Studio album by Prism
- Released: May 1977
- Recorded: 1976–1977
- Genres: Rock, AOR
- Length: 34:17
- Label: GRT
- Producers: Bruce Fairbairn, Rodney Higgs

Prism chronology
|  | Prism (1977) | See Forever Eyes (1978) |

Singles from Prism
- "I Ain't Lookin' Anymore" Released: 1976; "Spaceship Superstar" Released: 1977; "Open Soul Surgery" Released: 1977; "It's Over" Released: 1977; "Take Me to the Kaptin" Released: 1977;

= Prism (Prism album) =

Prism is the debut studio album by Canadian rock band Prism, released in May 1977 on the Canadian record label GRT. It was produced primarily by Bruce Fairbairn, and the majority of songs were written by Jim Vallance (who also served as co-producer on three tracks). It achieved platinum status in Canada (in excess of 100,000 units sold). Prism peaked at #137 on the Billboard 200 in November 1977.

"Spaceship Superstar" became the band's signature song and a staple of Canadian rock radio. Record producer Bruce Fairbairn and songwriter Jim Vallance both went on to achieve huge international success.

Professional ratings
Review scores
| Source | Rating |
| Allmusic | Star Half star |

==Track listing==
All songs written by Jim Vallance under the pseudonym Rodney Higgs, unless otherwise noted.

1. "Spaceship Superstar" – 4:06
2. "Open Soul Surgery" (R. Higgs, Hillary Knight) – 3:51
3. "It's Over" – 4:06
4. "Take Me to the Kaptin" – 3:59
5. "Vladivostok" – 5:08
6. "Amelia" – 3:14
7. "Freewill" (Tom Lavin) – 3:04
8. "Julie" – 3:21
9. "I Ain't Lookin' Anymore" (Lindsay Mitchell) – 3:28

==Personnel==
Prism
- Lindsay Mitchell – guitar, vocals
- Ron Tabak – vocals
- John Hall – keyboards
- Ab Bryant – bass on "Freewill" & "I Ain't Looking Anymore"
- Rodney Higgs – drums, keyboards, producer
- Tom Lavin – guitar, vocals, bass on "Spaceship Superstar"

Session
- Richard Christie - bass on "Open Soul Surgery", "Take Me To The Kaptain" & "Amelia"
- Steve Pugsley - bass on "It's Over"

Stored items

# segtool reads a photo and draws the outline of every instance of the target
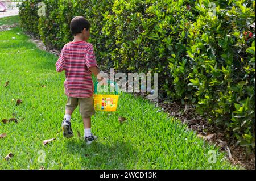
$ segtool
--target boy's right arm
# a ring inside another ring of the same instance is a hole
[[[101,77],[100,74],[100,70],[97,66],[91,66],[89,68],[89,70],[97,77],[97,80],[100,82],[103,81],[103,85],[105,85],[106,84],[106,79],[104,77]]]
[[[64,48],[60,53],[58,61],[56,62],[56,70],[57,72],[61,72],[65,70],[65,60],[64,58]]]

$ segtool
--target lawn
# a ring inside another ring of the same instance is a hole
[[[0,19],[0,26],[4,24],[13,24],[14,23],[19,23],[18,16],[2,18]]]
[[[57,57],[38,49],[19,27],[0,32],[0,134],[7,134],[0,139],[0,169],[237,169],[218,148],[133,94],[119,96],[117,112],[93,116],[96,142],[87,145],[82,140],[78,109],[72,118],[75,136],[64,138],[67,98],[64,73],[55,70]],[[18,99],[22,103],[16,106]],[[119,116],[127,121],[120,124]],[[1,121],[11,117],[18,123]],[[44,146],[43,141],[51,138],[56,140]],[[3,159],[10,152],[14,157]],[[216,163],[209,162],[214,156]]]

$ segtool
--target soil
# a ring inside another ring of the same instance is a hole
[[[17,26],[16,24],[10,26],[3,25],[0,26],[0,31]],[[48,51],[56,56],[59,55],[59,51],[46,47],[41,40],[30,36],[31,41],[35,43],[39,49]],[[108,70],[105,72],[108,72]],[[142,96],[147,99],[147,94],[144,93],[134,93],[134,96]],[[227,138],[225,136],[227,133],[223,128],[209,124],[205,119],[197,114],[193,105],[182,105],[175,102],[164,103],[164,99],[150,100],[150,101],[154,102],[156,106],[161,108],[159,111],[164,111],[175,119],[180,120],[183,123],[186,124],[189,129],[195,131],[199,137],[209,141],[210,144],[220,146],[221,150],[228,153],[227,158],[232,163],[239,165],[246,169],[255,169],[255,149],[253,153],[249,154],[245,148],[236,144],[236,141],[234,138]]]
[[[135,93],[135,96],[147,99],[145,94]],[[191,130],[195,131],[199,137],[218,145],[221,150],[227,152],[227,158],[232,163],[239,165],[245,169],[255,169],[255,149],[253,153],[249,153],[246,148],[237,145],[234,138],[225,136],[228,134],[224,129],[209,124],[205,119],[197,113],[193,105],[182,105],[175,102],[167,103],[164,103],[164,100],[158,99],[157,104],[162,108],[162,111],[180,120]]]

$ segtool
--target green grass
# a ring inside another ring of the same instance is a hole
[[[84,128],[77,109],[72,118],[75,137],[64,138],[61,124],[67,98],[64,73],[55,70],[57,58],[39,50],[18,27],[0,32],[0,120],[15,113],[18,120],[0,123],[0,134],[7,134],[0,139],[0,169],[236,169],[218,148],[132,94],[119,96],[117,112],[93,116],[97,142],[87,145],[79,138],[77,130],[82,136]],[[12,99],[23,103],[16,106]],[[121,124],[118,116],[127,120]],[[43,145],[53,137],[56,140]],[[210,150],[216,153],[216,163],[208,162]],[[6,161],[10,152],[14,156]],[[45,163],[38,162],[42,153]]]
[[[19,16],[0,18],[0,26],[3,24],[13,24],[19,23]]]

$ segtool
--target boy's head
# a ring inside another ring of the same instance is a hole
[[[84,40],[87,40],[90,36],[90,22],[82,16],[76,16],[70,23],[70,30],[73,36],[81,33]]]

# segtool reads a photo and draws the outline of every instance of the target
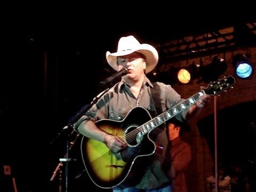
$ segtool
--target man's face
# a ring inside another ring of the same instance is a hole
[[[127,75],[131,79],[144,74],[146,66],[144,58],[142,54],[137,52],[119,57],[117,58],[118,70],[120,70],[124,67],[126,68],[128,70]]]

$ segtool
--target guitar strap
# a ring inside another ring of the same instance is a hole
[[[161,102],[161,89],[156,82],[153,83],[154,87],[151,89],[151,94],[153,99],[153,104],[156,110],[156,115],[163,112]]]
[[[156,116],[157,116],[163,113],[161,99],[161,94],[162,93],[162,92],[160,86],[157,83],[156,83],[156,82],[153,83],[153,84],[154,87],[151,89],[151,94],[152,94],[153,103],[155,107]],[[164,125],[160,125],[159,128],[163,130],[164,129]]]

* Activity list *
**a.** In the Prism album article, what peak position did the album reach on the Billboard 200?
**b.** Translate this sentence from the Prism album article into Spanish: "Spaceship Superstar" became the band's signature song and a staple of Canadian rock radio.
**c.** Reproduce the part of the Prism album article that opens with the words containing "Singles from Prism" and closes with "in November 1977.".

* Solved tasks *
**a.** #137, in November 1977.

**b.** "Spaceship Superstar" se convirtió en la canción emblemática de la banda y en un clásico de la radio de rock canadiense.

**c.**
Singles from Prism
- "I Ain't Lookin' Anymore" Released: 1976; "Spaceship Superstar" Released: 1977; "Open Soul Surgery" Released: 1977; "It's Over" Released: 1977; "Take Me to the Kaptin" Released: 1977;

= Prism (Prism album) =

Prism is the debut studio album by Canadian rock band Prism, released in May 1977 on the Canadian record label GRT. It was produced primarily by Bruce Fairbairn, and the majority of songs were written by Jim Vallance (who also served as co-producer on three tracks). It achieved platinum status in Canada (in excess of 100,000 units sold). Prism peaked at #137 on the Billboard 200 in November 1977.